• _Named region outline entries_
"""

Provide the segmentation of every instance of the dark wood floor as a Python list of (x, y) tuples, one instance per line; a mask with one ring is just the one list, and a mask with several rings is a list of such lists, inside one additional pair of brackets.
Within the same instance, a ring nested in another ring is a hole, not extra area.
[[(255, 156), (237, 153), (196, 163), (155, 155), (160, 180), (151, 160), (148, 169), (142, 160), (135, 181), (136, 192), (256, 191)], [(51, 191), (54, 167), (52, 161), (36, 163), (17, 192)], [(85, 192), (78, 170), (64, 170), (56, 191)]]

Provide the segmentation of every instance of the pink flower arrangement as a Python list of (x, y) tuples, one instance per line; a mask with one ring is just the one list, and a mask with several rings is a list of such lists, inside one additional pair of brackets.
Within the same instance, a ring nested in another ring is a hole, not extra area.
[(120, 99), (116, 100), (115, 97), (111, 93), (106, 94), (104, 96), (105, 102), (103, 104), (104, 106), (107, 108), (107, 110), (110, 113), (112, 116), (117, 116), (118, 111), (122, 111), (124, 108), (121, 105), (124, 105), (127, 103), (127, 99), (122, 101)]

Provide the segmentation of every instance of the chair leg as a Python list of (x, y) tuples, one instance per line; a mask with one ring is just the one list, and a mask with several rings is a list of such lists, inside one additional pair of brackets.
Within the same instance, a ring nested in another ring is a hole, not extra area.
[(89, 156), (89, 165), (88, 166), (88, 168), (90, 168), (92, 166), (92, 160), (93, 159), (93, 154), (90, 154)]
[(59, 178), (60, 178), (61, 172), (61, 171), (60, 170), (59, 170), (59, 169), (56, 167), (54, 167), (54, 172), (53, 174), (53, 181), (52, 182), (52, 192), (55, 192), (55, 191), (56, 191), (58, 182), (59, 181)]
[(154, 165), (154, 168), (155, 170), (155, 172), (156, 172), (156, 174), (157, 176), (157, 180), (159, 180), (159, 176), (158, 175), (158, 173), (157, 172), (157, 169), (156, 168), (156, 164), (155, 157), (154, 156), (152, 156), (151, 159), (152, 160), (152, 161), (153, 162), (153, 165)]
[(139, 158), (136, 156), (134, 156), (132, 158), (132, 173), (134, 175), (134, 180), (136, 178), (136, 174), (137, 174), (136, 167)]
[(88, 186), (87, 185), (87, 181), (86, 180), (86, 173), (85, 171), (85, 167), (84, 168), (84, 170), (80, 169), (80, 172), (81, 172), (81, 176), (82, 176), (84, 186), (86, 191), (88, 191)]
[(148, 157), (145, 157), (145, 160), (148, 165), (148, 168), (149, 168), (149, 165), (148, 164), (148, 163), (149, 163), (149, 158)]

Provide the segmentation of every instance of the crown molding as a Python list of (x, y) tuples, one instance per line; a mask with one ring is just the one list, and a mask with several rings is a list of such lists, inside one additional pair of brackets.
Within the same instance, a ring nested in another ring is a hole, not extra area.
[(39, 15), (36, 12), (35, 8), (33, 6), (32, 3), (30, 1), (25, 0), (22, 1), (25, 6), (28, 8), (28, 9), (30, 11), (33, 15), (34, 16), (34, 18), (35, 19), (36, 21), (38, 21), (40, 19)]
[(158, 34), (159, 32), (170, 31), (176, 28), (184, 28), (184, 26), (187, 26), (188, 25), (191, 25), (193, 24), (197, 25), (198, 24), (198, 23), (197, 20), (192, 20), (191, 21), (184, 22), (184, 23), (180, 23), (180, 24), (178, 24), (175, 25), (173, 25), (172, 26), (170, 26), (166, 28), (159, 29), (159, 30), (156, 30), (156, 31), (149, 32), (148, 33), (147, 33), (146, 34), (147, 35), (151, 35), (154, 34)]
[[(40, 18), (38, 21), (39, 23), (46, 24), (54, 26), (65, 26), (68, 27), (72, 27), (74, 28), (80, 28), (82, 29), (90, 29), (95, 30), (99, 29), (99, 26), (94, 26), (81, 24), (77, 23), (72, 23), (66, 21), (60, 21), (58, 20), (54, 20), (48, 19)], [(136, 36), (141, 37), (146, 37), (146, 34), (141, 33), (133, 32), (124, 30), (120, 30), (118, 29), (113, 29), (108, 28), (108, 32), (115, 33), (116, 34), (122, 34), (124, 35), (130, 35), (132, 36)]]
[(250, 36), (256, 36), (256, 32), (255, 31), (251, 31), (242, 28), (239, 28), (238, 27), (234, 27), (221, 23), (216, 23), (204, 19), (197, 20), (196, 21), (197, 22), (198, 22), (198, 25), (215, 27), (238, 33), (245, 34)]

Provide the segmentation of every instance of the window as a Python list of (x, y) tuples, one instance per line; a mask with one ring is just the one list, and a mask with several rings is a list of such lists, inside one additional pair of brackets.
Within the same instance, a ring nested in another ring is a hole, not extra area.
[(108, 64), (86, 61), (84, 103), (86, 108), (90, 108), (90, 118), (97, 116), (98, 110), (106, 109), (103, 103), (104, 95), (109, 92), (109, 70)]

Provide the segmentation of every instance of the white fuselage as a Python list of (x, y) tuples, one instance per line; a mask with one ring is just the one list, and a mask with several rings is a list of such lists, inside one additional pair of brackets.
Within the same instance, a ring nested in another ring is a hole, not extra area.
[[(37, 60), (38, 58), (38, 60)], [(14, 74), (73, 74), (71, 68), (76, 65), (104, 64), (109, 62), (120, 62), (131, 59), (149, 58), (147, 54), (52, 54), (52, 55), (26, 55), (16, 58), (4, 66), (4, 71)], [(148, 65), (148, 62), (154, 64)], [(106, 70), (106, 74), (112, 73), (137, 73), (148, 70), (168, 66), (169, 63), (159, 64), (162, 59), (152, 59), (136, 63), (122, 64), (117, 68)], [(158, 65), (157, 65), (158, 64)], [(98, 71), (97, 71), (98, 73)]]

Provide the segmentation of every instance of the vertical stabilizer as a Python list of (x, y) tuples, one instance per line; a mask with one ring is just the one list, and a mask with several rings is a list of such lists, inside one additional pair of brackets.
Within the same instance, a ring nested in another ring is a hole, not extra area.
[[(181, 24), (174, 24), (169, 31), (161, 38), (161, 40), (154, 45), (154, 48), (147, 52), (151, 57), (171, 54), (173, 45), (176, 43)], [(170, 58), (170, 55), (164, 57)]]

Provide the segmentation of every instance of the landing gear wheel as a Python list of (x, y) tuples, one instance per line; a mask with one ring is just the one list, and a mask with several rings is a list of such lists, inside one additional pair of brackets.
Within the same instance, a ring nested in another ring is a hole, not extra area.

"""

Copy the entries above, from the beginning through the line containing "170), (56, 191)]]", keeping every character unchanged.

• _Result of the exercise_
Provide the segmentation of every instance of the dark wood floor as a Python list of (x, y) tuples, one instance per line; a mask with one ring is just the one list, and a mask with several rings is a list of such lists, inside one additional pair of brackets.
Within the same instance, a ring nested in another ring is a hole, not extra area.
[[(255, 156), (237, 153), (196, 163), (155, 155), (160, 180), (151, 160), (148, 169), (142, 160), (135, 181), (136, 192), (256, 191)], [(51, 191), (54, 167), (52, 161), (36, 163), (17, 192)], [(85, 192), (78, 170), (64, 170), (56, 191)]]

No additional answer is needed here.